■ Things to do ■
[A] Rewrite the paragraph beginning "After Hurricane Katrina" in the passage on New Orleans food workers as a bulleted list that keeps its main facts.
[B] Name every person mentioned by name in the passage on New Orleans food workers.
[C] Extend the passage on New Orleans food workers with a few sentences that pick up after its final sentence.

Racial capitalism and the afterlife of slavery continue to alienate New Orleans food workers from their labor and deny them its fruits. As writers like Michael W. Twitty and Jessica B. Harris have delineated, the appropriation of Black culture and whitewashing of African American food is part and parcel of this process.
“If you Google ‘New Orleans chef,’ you see a row of white faces,” says Lauren Darnell, executive director of the Made in New Orleans Foundation (MiNO). At MiNO, Darnell works to increase funding and structural support for BIPOC chefs in the city to advance their careers.
“You see the lack of diversity and equity in a city whose rich culinary history is based on African American foodways, West Africa, the Caribbean. It’s hard to name a Black chef from New Orleans besides, God rest her soul, Miss Leah Chase. But we shouldn’t just have one,” she says. “It’s crazy, and if you walk into any kitchen, most of the people cooking are Black. Think of all these people who are just unknown.”
After Hurricane Katrina, “What we saw was a remaking of the city that in no way privileged low-income POC perspectives or workers’ rights,” says Caroline Keegan, a geography scholar who conducted fieldwork with New Orleans workers in Unite Here when they organized as Local 2262. She points to the collapse of the Hard Rock Hotel in October 2019, when three workers doing construction on the building in Downtown New Orleans died, and dozens of primarily undocumented workers were injured.
“We’ve seen those sacrifices play out over and over in more and less spectacular fashion,” Keegan says. It is not possible to count just how many cooks and food workers died from Covid or working through illness since 2020, and well before. On the push to reopen tourism and get the service industry running again at any cost, Keegan has no illusions: “Do I think people will be sacrificed to this? Yes.”
With all these realities laid bare, a growing labor movement and a collaborative local organizing culture has started the process of effecting structural change. Organizers in New Orleans describe a highly coalitional grassroots network, in which tenant and community activists end up supporting tourism and hospitality workers by virtue of the industry’s ubiquity locally. Groups like Take ‘Em Down NOLA have fought to remove Confederate monuments while simultaneously building support systems for local workers, tying the history of white supremacy to ongoing labor exploitation.

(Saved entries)

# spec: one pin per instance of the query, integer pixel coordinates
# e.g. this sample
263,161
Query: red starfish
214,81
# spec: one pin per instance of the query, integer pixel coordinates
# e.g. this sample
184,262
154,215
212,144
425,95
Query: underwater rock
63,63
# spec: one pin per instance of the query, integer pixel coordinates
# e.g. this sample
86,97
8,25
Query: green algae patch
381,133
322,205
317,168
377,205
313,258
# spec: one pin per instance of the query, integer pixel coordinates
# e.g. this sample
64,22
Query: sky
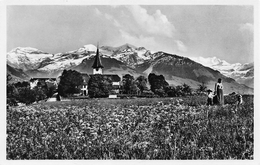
223,31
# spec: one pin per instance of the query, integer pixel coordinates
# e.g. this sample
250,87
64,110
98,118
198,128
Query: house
97,69
34,81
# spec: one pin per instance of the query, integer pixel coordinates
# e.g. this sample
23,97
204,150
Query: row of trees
98,86
23,93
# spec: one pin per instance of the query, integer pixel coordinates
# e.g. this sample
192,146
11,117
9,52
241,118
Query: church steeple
97,65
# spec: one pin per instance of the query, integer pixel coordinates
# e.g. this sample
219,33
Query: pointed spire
97,62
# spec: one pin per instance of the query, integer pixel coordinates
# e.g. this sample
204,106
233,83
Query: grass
154,128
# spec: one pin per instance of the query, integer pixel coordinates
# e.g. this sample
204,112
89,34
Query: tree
40,93
26,95
70,80
11,91
202,88
129,85
141,82
158,83
171,91
186,89
99,86
51,89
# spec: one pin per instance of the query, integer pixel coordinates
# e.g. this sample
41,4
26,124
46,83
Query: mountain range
27,62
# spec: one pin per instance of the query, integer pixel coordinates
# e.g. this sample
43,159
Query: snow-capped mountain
242,73
132,60
27,58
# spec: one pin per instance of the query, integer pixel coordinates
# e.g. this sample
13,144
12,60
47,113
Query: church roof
113,77
97,61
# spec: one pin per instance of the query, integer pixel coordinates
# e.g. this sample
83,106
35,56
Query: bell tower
97,65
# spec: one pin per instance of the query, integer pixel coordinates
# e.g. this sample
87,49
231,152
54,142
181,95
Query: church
98,69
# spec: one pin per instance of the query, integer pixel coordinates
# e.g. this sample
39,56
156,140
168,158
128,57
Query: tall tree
141,82
70,80
186,89
99,86
129,85
202,88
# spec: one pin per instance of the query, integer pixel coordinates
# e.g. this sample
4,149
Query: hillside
125,59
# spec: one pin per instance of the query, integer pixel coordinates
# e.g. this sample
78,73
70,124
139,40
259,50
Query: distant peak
26,50
128,45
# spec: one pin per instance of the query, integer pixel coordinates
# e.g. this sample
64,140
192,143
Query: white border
4,3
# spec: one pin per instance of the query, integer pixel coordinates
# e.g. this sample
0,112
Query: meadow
154,128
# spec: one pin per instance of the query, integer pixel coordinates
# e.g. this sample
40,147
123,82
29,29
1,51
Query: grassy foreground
156,128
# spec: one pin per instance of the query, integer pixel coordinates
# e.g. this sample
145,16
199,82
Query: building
34,81
98,69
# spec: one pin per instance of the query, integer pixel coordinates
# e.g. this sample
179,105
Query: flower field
155,128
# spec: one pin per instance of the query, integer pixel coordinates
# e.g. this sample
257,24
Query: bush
26,95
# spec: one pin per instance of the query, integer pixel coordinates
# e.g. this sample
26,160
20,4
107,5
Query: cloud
157,23
180,46
247,27
98,12
140,40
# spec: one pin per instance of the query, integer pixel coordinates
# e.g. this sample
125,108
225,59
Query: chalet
97,69
35,80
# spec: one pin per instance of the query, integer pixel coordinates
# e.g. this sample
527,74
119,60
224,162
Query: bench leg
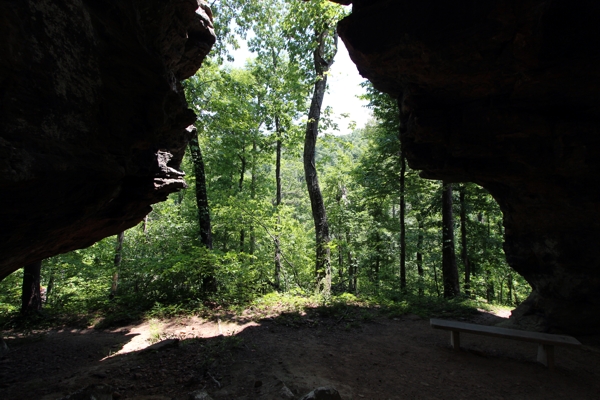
455,340
546,355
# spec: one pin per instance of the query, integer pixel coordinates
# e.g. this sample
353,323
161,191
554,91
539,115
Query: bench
545,341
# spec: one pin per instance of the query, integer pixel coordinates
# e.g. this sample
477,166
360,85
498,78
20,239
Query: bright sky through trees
344,87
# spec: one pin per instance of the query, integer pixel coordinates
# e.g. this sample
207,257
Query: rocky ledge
507,95
92,116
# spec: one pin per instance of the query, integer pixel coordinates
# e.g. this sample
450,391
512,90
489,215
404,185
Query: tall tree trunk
323,256
277,278
449,269
402,222
240,188
209,282
201,193
420,255
352,269
117,264
31,297
463,239
253,194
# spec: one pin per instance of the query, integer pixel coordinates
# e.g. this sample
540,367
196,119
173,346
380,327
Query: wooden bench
545,341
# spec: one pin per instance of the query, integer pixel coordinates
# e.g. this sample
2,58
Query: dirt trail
379,358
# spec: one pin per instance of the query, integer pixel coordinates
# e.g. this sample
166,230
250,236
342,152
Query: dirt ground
363,355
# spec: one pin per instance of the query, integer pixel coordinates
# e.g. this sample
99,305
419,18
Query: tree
463,239
31,298
449,268
117,263
316,20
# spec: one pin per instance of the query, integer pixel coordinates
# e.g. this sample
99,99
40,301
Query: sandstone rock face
505,94
92,116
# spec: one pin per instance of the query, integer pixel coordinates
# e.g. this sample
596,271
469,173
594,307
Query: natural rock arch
92,117
507,95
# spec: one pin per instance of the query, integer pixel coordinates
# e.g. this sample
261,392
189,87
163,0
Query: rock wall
92,116
505,94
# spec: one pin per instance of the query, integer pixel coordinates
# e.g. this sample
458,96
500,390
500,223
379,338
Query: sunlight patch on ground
146,334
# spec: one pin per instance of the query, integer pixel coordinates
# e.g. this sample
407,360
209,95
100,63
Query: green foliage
243,114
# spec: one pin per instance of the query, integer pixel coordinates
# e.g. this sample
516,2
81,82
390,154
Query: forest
279,203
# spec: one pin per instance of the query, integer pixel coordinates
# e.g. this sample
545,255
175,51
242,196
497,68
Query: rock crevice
92,116
504,94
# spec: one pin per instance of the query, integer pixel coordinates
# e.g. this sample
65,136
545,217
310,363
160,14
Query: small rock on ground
323,393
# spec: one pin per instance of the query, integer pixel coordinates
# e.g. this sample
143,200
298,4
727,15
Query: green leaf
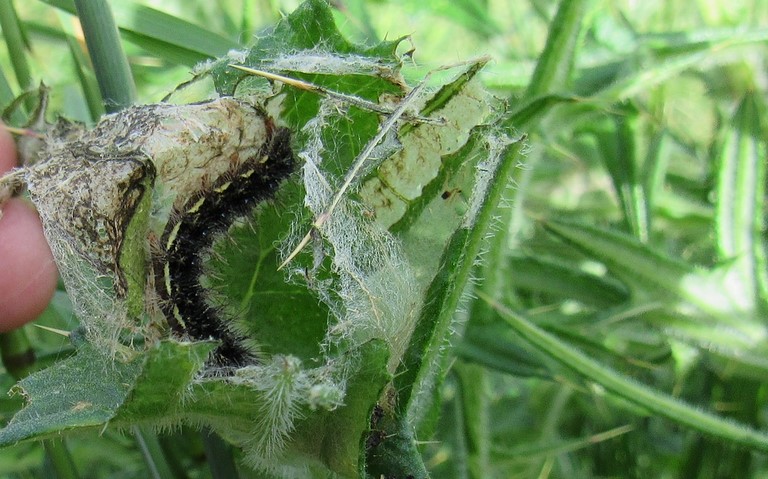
69,395
169,37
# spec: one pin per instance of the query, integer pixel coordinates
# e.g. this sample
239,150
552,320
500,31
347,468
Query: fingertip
28,273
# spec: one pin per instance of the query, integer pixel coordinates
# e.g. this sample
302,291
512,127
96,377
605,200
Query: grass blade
655,402
109,62
17,46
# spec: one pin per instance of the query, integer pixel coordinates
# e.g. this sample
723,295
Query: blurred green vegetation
634,234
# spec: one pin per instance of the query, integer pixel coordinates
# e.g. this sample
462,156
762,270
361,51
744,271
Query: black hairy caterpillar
190,234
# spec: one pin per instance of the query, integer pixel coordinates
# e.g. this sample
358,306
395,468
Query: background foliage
627,269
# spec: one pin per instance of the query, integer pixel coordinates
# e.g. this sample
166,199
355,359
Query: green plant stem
556,62
653,401
153,454
109,61
19,360
14,39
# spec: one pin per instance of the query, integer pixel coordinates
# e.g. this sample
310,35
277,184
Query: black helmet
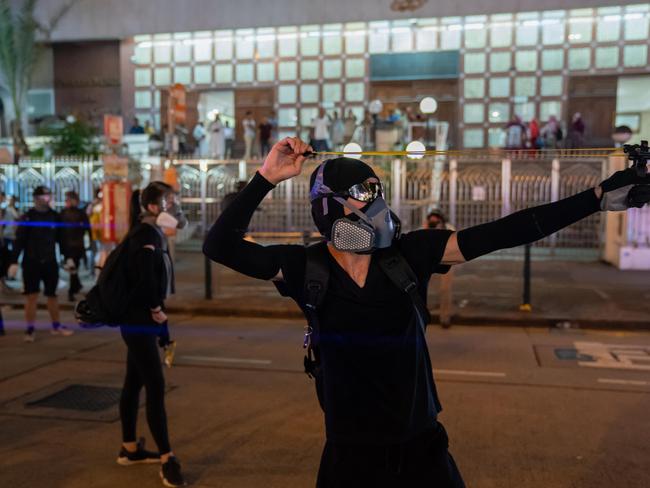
41,190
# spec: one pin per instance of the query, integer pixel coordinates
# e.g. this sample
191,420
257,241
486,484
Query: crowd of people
551,135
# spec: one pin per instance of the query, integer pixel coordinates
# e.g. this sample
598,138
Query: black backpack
108,301
317,272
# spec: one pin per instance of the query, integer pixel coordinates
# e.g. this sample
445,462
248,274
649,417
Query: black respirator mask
371,227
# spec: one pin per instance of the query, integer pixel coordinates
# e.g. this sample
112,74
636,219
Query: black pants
143,368
423,462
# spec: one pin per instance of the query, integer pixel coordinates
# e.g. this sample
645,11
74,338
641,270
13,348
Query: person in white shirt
200,136
320,137
217,139
250,127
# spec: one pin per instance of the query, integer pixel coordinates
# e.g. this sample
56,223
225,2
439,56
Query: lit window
354,92
265,72
288,70
547,109
203,74
355,68
499,112
142,77
526,60
288,42
500,87
223,73
310,40
473,138
475,31
162,53
244,73
142,55
475,63
332,92
474,88
309,70
287,117
500,61
245,43
552,59
636,55
143,99
223,45
265,43
551,86
579,58
162,76
182,74
332,39
309,93
525,86
450,32
378,37
202,49
473,113
332,68
287,93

■ Task answers ■
[A]
- According to Caroline Keegan, New Orleans was remade after Hurricane Katrina in a way that did not privilege low-income POC perspectives or workers' rights.
- Keegan is a geography scholar who did fieldwork with New Orleans workers in Unite Here when they organized as Local 2262.
- She points to the collapse of the Hard Rock Hotel in Downtown New Orleans in October 2019.
- Three workers doing construction on the building died, and dozens of primarily undocumented workers were injured.

[B]
- Michael W. Twitty
- Jessica B. Harris
- Lauren Darnell
- Leah Chase
- Caroline Keegan

[C]
Scholar Lynnell Thomas, who grew up in New Orleans and considers herself a part of the post-Katrina diaspora, says New Orleans’ vibrant cultural arts scene has filled social and political gaps throughout the city’s history. In the Flambeaux Strike of 1946, torch carriers striked for higher wages during Mardi Gras. The Young Men Olympian Jr. Benevolent Association, a Black mutual aid organization founded in 1884, facilitated burial rites, parades and distribution of resources to their communities. Food, music, and art animate New Orleans, and respect for the work that it takes to create these things are well-established in residents, even when the powers that be don’t show this same respect.
New unions, which build more robust democratic participation and grassroots infrastructure generally, have activated workers and families, and have been buoyed by the changing national conversation about essential workers’ rights. Union approval ratings are high at two-thirds of Americans—the highest they have been since 1965.
Perhaps, under these emerging conditions, workers will find new ways to live without fear and shape their own lives. In New Orleans, a majority Black city at the nexus of the Deep South and the Caribbean, the significance of labor remaking its relationship with food, craft and the land speaks for itself.
And for all American restaurant workers, demanding dignity from a food system built to deny it is a revolutionary project that can transform how we relate, consume and live together.